**EXERCISE GOAL:**
Give the records, from the first line up to and including the line with "x=498, y=64", as a JSON list of strings with one string per line and blank lines left out.

**DATASET CONTENT:**
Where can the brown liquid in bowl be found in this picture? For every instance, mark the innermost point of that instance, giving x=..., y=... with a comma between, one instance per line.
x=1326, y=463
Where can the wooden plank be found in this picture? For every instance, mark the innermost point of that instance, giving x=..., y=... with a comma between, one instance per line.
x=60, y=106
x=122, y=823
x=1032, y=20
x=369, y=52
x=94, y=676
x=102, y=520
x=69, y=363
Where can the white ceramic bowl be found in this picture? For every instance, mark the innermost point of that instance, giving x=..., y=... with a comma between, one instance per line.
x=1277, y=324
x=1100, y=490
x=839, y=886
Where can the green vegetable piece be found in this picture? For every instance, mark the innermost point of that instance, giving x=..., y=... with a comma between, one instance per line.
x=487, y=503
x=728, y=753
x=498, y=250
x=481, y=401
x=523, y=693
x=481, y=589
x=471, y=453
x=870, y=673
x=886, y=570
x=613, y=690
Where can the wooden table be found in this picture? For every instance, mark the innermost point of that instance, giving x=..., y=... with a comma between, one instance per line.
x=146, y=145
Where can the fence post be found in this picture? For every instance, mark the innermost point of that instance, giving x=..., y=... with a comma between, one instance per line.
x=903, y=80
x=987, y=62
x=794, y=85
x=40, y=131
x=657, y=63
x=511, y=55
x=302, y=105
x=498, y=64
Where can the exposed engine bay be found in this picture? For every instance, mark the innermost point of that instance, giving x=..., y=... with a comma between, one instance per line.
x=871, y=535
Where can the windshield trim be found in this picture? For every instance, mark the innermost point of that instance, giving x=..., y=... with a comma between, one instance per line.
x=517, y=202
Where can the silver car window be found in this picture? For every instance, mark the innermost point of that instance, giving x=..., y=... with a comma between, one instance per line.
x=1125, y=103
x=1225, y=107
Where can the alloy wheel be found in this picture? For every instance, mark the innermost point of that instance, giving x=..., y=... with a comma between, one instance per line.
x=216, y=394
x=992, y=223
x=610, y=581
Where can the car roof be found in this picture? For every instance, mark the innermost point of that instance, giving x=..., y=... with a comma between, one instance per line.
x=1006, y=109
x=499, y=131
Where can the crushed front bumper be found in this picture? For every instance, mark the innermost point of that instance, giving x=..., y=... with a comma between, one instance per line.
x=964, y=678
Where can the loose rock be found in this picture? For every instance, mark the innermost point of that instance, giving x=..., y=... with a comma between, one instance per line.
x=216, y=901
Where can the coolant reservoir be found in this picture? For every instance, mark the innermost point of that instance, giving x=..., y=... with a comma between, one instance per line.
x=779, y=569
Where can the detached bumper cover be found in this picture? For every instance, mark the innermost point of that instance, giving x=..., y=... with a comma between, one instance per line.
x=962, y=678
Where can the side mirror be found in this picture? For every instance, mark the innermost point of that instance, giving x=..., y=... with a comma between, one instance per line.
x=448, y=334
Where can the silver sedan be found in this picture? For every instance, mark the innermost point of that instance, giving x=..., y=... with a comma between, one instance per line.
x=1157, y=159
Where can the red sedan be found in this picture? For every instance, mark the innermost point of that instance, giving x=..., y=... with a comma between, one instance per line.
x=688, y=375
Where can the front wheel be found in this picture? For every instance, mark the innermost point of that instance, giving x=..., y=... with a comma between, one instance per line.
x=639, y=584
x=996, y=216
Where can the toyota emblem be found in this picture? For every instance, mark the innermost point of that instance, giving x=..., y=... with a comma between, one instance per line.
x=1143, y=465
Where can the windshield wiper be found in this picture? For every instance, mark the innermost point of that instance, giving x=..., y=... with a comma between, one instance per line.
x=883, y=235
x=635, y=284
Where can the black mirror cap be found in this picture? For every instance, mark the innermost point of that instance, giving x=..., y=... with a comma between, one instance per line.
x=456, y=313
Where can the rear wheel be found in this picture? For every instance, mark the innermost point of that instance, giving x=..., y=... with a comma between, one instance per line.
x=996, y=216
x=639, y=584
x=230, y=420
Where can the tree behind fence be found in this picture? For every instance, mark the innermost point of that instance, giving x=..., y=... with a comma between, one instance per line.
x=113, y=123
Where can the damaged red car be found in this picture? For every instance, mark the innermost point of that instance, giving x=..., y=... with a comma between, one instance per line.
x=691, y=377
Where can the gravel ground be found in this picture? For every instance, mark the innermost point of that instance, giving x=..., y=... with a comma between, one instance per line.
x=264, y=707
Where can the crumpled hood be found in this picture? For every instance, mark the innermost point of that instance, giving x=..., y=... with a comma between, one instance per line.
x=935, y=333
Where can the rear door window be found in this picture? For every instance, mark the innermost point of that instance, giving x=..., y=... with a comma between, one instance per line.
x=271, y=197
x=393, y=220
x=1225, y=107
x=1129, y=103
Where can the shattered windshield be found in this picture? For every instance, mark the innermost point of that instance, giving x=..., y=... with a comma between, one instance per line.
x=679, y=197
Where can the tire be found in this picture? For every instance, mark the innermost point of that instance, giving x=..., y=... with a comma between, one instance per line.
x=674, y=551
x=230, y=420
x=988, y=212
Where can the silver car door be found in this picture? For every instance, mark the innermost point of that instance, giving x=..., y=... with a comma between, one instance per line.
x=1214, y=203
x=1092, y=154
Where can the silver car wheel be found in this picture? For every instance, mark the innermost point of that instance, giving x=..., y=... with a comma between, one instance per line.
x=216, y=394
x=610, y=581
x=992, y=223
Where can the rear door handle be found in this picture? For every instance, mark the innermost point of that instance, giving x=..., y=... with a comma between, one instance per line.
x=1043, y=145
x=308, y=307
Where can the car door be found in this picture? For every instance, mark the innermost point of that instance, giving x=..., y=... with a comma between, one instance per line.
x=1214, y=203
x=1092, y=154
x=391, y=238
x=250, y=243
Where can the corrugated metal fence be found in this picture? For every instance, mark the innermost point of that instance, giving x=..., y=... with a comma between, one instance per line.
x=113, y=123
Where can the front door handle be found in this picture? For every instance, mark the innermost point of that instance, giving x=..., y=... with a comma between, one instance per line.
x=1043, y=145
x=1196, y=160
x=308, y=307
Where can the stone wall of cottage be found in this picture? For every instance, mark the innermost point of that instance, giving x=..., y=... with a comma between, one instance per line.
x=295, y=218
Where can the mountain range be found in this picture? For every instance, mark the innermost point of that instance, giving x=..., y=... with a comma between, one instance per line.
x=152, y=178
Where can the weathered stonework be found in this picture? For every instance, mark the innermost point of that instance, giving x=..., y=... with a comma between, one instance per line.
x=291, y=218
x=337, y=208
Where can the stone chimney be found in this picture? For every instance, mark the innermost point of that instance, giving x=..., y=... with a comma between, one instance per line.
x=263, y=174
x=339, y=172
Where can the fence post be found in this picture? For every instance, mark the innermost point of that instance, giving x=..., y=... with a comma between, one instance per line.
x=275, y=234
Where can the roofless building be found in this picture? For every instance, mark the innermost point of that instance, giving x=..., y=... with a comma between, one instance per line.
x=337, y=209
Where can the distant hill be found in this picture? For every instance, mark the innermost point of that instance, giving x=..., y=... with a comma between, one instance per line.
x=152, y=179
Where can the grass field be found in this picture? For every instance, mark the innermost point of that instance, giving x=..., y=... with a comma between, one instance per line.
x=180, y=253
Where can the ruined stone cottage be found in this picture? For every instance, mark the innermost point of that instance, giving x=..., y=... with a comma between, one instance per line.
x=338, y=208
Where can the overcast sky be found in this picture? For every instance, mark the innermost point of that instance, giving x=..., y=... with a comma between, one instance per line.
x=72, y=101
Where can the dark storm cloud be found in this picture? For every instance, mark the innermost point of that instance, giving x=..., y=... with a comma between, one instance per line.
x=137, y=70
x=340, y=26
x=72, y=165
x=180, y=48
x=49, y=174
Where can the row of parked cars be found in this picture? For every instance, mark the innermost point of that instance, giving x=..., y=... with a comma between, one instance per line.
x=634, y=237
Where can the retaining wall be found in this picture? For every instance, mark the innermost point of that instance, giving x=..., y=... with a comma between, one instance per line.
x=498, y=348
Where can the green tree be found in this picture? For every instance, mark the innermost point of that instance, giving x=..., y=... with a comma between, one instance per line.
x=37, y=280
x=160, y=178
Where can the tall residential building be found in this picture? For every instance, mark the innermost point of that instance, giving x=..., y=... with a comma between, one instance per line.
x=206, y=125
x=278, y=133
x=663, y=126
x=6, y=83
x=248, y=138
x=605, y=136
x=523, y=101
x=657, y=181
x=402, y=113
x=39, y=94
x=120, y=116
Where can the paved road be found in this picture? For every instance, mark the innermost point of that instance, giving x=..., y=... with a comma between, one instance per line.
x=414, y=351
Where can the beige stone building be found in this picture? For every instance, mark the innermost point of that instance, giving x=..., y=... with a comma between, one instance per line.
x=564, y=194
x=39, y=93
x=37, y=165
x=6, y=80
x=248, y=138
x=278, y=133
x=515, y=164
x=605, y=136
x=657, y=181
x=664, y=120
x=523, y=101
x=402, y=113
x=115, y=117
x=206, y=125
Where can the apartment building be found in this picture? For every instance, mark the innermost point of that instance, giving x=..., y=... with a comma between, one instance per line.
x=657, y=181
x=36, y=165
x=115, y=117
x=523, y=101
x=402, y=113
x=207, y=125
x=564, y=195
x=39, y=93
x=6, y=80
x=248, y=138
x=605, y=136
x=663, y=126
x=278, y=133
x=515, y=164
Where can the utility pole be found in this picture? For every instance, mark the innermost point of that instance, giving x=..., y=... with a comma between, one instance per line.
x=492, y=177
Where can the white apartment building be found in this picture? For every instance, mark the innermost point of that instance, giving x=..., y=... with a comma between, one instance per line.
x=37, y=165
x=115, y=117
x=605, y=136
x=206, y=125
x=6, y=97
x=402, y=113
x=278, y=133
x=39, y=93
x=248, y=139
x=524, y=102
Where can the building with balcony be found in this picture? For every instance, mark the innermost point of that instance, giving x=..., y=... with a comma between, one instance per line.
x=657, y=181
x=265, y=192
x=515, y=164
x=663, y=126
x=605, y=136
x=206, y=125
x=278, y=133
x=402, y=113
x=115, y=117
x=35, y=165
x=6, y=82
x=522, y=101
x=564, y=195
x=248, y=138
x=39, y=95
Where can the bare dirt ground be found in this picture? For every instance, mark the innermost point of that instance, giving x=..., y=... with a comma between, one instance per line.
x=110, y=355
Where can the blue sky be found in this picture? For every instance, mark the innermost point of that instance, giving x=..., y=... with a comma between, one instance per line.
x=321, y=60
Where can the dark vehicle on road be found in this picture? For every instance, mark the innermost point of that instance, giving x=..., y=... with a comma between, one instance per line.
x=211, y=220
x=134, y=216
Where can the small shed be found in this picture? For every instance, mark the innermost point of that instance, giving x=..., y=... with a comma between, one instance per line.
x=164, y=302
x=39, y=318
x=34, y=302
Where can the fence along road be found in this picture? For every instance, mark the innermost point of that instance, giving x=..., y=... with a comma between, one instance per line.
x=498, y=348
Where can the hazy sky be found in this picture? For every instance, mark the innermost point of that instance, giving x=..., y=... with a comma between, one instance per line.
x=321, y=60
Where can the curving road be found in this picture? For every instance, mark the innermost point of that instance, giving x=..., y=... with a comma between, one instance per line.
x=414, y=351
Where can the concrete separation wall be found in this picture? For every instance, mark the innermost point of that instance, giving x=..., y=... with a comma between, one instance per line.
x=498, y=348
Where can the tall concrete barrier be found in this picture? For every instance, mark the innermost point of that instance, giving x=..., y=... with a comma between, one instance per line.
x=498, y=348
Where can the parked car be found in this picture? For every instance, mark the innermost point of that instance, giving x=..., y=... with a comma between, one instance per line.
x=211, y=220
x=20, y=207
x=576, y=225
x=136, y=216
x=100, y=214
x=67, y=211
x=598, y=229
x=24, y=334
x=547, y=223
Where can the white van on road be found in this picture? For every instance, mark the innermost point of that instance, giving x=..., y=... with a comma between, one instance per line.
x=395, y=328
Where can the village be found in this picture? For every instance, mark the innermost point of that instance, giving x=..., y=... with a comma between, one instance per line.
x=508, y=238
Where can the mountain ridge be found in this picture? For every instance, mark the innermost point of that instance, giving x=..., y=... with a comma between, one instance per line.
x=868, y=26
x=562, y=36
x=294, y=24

**RESPONSE BELOW:**
[
  "Where can the brown liquid in bowl be found in this picture? For every instance, mark the innermost point of that instance, giving x=..., y=... with a comma between, one instance per line.",
  "x=1326, y=463",
  "Where can the wooden plank be found in this picture? For every instance, mark the innermost point of that instance, giving x=..., y=... with a comma between, one instance per line.",
  "x=60, y=106",
  "x=122, y=823",
  "x=1032, y=20",
  "x=369, y=52",
  "x=94, y=676",
  "x=102, y=520",
  "x=69, y=363",
  "Where can the white ceramic bowl be found in this picture? For every instance, mark the innermost point of that instance, giving x=..., y=... with a comma between, one instance per line.",
  "x=1277, y=324",
  "x=1100, y=490",
  "x=839, y=886",
  "Where can the green vegetable piece be found in this picture? For every instance, mark the innermost point of that instance, giving x=..., y=... with a comma between, one instance per line.",
  "x=487, y=503",
  "x=728, y=753",
  "x=498, y=250",
  "x=481, y=401",
  "x=523, y=693",
  "x=481, y=589",
  "x=471, y=453",
  "x=870, y=673",
  "x=886, y=570",
  "x=613, y=690",
  "Where can the wooden table be found in this picture? For every instance, mark the innermost point of that instance, giving x=..., y=... with a comma between, one instance per line.",
  "x=146, y=145",
  "Where can the fence post be found in this picture? For every instance, mark the innermost point of that instance, giving x=..., y=... with a comma between, one instance per line.",
  "x=903, y=80",
  "x=987, y=62",
  "x=794, y=85",
  "x=40, y=131",
  "x=657, y=63",
  "x=511, y=55",
  "x=302, y=105",
  "x=498, y=64"
]